PASSAGE SHOWN:
The Jewett was an automobile built in Detroit, Michigan, United States by the Paige-Detroit Motor Car Company from March 1922 until December 1926. The Jewett was named after Harry M. Jewett, president of Paige-Detroit.

==History==
After the first 17 months of production, approx. 40,000 vehicles were sold. The car was marketed as a Jewett 'Six' — a companion to the Paige, the primary product of Paige-Detroit. The 1922-24 cars had a 50 h.p. Jewett motor, the 1925 cars had a 55 h.p. Jewett motor and the 1926 cars had a 40-hp Continental motor. For several years, Jewett cars featured a powerful straight-six engine that could climb mountains. The last of the vehicles were available with hydraulic brakes.

The company was purchased by the Graham Brothers on January 3, 1927, and the Jewett became a Paige, for that year only. The car was then rebranded as a Graham-Paige for 1928 only.

==Dash plates==
Embedded in the dashboard of every Jewett was an amulet, visible on the passenger side as a dash plate. Harry's wife Mary was something of a spiritualist, and these amulets were purported to have mystical power that protected the occupants. Harry Jewett's estate, once a great plantation, has all but vanished. The ruins near Rose City in Northern Lower Michigan are still visible. Discussions about restoring parts of the estate as a historical park have not yet borne fruit.

CHECK YOUR UNDERSTANDING:
1. According to the passage on the Jewett automobile, who was the car named after?
2. Reproduce the passage on the Jewett automobile between "The Jewett was an" and "with hydraulic brakes.", inclusive.
The listing that follows comes from a separate source.

RAW DATA:
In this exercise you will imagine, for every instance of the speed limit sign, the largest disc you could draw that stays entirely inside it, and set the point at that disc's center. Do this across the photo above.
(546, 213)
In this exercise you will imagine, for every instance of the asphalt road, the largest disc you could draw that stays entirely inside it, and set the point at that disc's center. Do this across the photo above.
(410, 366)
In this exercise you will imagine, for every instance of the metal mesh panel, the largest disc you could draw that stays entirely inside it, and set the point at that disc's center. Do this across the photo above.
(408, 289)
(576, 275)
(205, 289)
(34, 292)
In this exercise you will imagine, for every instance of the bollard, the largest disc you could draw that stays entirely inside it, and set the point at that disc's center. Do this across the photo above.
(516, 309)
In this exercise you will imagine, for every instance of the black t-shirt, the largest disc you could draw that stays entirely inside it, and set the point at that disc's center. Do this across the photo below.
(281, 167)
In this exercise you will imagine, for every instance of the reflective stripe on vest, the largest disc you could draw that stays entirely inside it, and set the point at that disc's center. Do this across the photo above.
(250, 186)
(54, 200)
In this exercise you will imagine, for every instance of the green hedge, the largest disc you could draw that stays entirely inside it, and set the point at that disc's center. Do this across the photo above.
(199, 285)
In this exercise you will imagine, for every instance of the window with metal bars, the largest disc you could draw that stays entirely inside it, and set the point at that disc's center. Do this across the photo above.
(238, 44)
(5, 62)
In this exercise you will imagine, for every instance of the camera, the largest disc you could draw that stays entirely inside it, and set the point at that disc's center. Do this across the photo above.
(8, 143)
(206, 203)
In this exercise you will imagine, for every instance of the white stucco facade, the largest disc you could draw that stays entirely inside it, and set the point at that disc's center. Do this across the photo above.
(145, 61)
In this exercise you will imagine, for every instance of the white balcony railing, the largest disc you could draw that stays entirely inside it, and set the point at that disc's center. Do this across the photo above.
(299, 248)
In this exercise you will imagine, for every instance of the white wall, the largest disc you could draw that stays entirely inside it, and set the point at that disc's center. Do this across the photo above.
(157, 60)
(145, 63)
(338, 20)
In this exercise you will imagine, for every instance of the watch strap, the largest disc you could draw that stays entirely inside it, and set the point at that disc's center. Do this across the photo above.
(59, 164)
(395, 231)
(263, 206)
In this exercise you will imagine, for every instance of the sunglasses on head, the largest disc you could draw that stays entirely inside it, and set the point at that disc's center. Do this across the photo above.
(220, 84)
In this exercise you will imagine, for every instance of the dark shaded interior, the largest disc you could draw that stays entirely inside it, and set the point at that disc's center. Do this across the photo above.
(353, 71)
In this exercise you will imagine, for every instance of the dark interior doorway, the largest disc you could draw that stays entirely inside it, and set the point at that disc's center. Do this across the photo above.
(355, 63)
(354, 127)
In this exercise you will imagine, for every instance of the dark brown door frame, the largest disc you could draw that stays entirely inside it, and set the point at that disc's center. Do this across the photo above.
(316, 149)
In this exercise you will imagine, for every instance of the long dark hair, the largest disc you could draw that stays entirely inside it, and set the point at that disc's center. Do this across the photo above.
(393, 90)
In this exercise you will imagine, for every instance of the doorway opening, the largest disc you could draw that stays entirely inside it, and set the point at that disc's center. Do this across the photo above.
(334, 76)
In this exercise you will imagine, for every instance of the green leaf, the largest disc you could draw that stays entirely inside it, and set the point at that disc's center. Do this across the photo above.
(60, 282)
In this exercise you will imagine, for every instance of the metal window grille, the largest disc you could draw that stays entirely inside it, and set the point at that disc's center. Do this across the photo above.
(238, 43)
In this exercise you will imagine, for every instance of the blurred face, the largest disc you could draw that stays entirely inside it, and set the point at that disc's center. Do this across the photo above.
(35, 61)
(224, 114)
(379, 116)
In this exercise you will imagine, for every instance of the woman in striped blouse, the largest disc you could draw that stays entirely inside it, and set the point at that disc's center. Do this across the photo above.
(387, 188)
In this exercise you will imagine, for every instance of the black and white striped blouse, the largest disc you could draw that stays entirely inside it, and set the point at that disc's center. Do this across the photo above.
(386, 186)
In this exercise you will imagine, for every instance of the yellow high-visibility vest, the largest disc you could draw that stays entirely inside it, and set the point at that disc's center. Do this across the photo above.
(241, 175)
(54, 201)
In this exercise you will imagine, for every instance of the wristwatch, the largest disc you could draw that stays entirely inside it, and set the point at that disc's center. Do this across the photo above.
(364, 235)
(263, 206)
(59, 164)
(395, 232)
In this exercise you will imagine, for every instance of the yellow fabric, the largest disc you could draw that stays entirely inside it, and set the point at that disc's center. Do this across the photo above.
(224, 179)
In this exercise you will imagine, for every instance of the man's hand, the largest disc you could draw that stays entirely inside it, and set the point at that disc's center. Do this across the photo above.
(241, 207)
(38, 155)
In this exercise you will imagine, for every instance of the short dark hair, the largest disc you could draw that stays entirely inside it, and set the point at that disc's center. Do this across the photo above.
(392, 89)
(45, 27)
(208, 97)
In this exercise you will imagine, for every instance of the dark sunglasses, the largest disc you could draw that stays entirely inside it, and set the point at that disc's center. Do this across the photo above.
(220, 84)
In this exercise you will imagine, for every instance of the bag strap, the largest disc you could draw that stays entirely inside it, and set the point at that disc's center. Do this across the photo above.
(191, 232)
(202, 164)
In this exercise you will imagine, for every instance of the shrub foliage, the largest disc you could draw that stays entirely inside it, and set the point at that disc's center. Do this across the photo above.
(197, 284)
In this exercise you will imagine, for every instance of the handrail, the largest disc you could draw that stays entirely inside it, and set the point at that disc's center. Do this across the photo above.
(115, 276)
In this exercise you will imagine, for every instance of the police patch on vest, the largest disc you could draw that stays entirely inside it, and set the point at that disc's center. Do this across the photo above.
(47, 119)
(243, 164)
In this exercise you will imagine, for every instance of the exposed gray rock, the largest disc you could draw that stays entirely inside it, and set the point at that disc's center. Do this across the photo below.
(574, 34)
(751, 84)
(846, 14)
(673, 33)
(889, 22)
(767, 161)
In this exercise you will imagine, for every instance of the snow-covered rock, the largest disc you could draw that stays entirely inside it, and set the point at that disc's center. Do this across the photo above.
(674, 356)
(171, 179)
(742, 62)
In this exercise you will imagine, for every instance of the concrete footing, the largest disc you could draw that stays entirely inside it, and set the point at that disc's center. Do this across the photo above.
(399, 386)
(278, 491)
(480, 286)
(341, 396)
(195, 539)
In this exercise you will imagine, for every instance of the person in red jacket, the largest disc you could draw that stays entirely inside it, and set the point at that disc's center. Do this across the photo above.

TASK-BY-TASK OUTPUTS:
1. Harry M. Jewett, president of Paige-Detroit.

2.
The Jewett was an automobile built in Detroit, Michigan, United States by the Paige-Detroit Motor Car Company from March 1922 until December 1926. The Jewett was named after Harry M. Jewett, president of Paige-Detroit.

==History==
After the first 17 months of production, approx. 40,000 vehicles were sold. The car was marketed as a Jewett 'Six' — a companion to the Paige, the primary product of Paige-Detroit. The 1922-24 cars had a 50 h.p. Jewett motor, the 1925 cars had a 55 h.p. Jewett motor and the 1926 cars had a 40-hp Continental motor. For several years, Jewett cars featured a powerful straight-six engine that could climb mountains. The last of the vehicles were available with hydraulic brakes.